■ GIVEN REQUEST
Copy every line of the data below word for word, in the same order.

■ INFORMATION SUPPLIED
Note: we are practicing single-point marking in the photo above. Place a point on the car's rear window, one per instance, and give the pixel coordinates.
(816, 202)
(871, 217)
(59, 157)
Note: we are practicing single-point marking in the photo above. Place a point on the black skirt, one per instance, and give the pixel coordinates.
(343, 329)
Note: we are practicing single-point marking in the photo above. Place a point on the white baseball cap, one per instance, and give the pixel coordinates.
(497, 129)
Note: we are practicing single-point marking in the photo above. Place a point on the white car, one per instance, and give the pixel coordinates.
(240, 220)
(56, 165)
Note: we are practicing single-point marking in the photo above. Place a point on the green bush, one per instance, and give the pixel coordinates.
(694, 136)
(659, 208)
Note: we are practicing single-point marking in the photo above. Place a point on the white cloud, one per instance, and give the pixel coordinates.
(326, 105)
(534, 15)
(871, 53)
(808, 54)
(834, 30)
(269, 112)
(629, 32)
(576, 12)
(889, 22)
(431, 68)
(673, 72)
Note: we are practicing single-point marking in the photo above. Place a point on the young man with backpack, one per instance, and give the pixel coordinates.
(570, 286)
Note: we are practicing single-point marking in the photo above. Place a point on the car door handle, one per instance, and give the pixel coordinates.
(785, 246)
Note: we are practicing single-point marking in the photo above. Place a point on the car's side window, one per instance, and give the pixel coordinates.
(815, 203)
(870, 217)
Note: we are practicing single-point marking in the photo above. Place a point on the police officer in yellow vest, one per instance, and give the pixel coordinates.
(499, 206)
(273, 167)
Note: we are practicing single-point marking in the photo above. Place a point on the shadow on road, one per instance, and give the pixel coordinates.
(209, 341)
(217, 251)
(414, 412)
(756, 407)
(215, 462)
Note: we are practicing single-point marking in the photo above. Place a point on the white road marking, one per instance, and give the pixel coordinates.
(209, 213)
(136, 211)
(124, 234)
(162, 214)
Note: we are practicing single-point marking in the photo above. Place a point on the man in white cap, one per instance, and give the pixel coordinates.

■ ANSWER FOR THE TASK
Note: we are practicing single-point marking in the photo above. Place a point on the car's rear window, one per instance, and give the pixel coordinates.
(816, 202)
(871, 217)
(59, 157)
Note: we are practicing single-point marking in the photo above. Place a point on the black skirt, one per instance, and give the pixel coordinates.
(343, 329)
Note: we are practicing single-point marking in the photo above. Place a point on the white baseball cap, one per instance, and give the pixel coordinates.
(497, 129)
Note: we are practicing single-point marking in the photo above. Place a point on the white car, one per instance, and give the pixel coordinates.
(240, 220)
(56, 165)
Note: we are practicing single-point marking in the photo above. Place a point on the green bush, one per instance, and give the pixel coordinates.
(694, 136)
(659, 208)
Note: we are practicing single-point marking in the photo above. Place a point on the white cloud, one per instance, and give the pixel coordinates.
(326, 105)
(534, 15)
(871, 53)
(808, 54)
(834, 30)
(269, 112)
(629, 32)
(576, 12)
(889, 22)
(431, 68)
(673, 72)
Note: we are practicing single-point marking in the photo above. Place a point on the young man with backpack, one per instance, and give the pixel coordinates.
(570, 286)
Note: we are practicing single-point marking in the photo above. Place a point on the car door handle, one per instance, and give the pixel coordinates.
(785, 246)
Note: we are practicing single-point marking in the photo above. Place a point on the car's side window, one per instance, and give the pixel coordinates.
(815, 203)
(870, 217)
Note: we are practicing single-point marking in the photo above. Place a point on the police officer in yellow vest, one per instance, and give the pixel coordinates.
(499, 206)
(273, 167)
Note: we are practicing single-point marking in the photo above. Place a point on the shadow on road, one per instance, and give the pixel coordinates.
(209, 341)
(217, 251)
(414, 412)
(756, 407)
(215, 462)
Note: we are practicing single-point marking in the photo above. Place a point on the white road marking, one per instance, and give the pixel coordinates.
(209, 213)
(136, 211)
(124, 234)
(162, 214)
Note: we are practicing single-point marking in the photo above. Place a point on the man in white cap, one per instance, and give the pixel coordinates.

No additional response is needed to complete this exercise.